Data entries
· · · · ·

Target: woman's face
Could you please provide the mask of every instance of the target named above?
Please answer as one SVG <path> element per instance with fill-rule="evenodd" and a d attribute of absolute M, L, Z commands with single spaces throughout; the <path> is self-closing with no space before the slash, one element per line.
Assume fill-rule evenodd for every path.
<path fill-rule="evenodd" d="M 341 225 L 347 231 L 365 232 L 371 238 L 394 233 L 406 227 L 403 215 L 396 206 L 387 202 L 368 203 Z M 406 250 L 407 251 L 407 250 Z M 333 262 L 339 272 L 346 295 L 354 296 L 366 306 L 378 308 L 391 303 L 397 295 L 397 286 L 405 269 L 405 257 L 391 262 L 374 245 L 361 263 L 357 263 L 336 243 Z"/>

· · · · ·

Repeat the data exactly as it was given above.

Target: woman's face
Could you please provide the mask of every instance of the target named above?
Please answer as one SVG <path> element per instance with fill-rule="evenodd" and a d attribute of absolute M, L, Z commands with single spaces throughout; the <path> is self-closing with no space before the slash, one element per line.
Assume fill-rule evenodd for every path.
<path fill-rule="evenodd" d="M 341 225 L 347 231 L 365 232 L 371 238 L 394 233 L 406 227 L 403 215 L 396 206 L 387 202 L 368 203 Z M 406 250 L 407 251 L 407 250 Z M 333 262 L 339 272 L 346 295 L 354 296 L 366 306 L 378 308 L 391 303 L 397 295 L 397 286 L 405 269 L 405 257 L 391 262 L 374 245 L 361 263 L 357 263 L 336 243 Z"/>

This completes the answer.